◆ **Data listing**:
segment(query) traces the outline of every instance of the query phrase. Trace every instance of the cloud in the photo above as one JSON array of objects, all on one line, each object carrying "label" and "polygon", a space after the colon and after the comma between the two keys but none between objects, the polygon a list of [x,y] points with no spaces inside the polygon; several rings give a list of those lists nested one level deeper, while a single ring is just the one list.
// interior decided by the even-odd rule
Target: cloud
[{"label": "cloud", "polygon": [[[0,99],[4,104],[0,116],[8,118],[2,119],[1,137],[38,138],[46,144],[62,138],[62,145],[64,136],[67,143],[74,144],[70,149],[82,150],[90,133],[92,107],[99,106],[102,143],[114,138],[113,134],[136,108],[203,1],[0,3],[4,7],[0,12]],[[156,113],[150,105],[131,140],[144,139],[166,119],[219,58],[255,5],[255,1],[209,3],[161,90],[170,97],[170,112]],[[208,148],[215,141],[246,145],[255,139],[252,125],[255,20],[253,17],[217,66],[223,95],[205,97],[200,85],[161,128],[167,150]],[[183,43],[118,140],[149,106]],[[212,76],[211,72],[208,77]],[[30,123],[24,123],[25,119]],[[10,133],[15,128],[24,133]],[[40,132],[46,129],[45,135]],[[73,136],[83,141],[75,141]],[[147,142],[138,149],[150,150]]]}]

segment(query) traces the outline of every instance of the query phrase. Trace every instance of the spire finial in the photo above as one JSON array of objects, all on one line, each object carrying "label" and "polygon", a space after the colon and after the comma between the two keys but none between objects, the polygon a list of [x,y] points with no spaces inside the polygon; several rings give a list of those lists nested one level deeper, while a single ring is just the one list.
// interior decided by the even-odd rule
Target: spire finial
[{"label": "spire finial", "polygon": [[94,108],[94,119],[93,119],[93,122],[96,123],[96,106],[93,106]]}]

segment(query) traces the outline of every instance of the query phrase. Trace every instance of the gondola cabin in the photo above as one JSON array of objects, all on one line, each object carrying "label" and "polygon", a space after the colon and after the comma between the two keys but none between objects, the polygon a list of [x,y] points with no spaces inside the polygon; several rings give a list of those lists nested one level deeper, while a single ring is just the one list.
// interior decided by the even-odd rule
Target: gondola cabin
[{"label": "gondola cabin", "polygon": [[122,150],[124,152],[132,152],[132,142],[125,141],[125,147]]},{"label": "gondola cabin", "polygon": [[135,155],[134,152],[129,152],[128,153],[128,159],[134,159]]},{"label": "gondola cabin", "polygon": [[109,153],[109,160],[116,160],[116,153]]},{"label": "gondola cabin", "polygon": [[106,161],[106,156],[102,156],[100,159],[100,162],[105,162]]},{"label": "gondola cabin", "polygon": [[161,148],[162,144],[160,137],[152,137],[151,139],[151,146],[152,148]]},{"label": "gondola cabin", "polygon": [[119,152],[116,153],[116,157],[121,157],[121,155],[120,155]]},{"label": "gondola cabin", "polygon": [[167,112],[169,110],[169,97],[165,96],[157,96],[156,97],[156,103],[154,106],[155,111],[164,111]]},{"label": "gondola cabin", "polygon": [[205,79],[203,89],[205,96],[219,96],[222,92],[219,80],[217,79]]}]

◆ **EXERCISE OBJECTIVE**: Change "even-odd rule" to "nonzero winding rule" throughout these lines, leaving everything else untouched.

◆ **THE COMPLETED TASK**:
segment(query) traces the outline of every instance of the query phrase. Trace every instance of the cloud in the photo above as one JSON array of objects, all on one line, each object carrying "label" and "polygon", a space after the colon and after the comma between the two keys but none between objects, the polygon a list of [x,y] points with no spaces inside the polygon; several rings give a list of those lists nested one level deeper, while a single ring is just the one list.
// interior decided by the nonzero winding rule
Target: cloud
[{"label": "cloud", "polygon": [[[0,99],[4,104],[0,116],[8,118],[2,119],[1,137],[38,138],[46,144],[62,138],[62,145],[64,136],[67,143],[74,144],[70,149],[82,150],[90,133],[92,107],[99,106],[102,143],[114,138],[113,134],[136,108],[203,1],[0,3],[4,7],[0,12]],[[156,113],[150,105],[131,140],[144,139],[166,119],[219,58],[255,5],[255,1],[209,3],[161,90],[170,97],[170,112]],[[208,148],[215,141],[246,145],[255,139],[252,125],[255,20],[253,17],[217,66],[223,95],[205,97],[200,85],[161,128],[167,150]],[[183,43],[118,140],[149,106]],[[212,76],[211,72],[208,77]],[[30,123],[24,123],[25,119]],[[10,133],[15,128],[24,133]],[[40,132],[46,129],[45,135]],[[73,136],[83,141],[75,141]],[[147,142],[138,149],[150,150]]]}]

segment(query) traces the outline of every instance of the query phrase. Trace every instance of the spire finial in the photo above as one JSON array of objects, all on one line, each object carrying "label" and "polygon", a space after the colon and after the comma between the two keys but none between objects, the polygon a list of [x,y] points with no spaces inside the polygon; several rings give a list of those lists nested one level deeper, while a single ring is just the one list.
// interior decided by the nonzero winding rule
Target: spire finial
[{"label": "spire finial", "polygon": [[94,108],[94,119],[93,119],[93,122],[96,123],[96,106],[93,106]]}]

segment(query) traces the outline of every instance of the query phrase. Trace every instance of the gondola cabin in the photo above as one JSON array of objects, all on one line, each object carrying "label" and "polygon", a space after the colon and after the comma between the two keys but none between objects, the polygon a list of [x,y] points with no spaces inside the polygon; several rings give a list of those lists nested one level deeper, while a single ring is just the one list.
// interior decided by the nonzero winding rule
Target: gondola cabin
[{"label": "gondola cabin", "polygon": [[122,150],[124,152],[132,152],[132,142],[125,141],[125,147]]},{"label": "gondola cabin", "polygon": [[135,155],[134,152],[129,152],[128,153],[128,159],[134,159]]},{"label": "gondola cabin", "polygon": [[109,153],[109,160],[116,160],[116,153]]},{"label": "gondola cabin", "polygon": [[106,161],[106,156],[102,156],[100,159],[100,162],[105,162]]},{"label": "gondola cabin", "polygon": [[161,148],[162,144],[160,137],[152,137],[151,139],[151,146],[152,148]]},{"label": "gondola cabin", "polygon": [[119,152],[116,153],[116,157],[121,157],[121,155],[120,155]]},{"label": "gondola cabin", "polygon": [[167,112],[169,110],[169,97],[165,96],[157,96],[156,97],[156,103],[154,106],[155,111],[164,111]]},{"label": "gondola cabin", "polygon": [[205,79],[203,89],[205,96],[219,96],[222,92],[219,80],[217,79]]}]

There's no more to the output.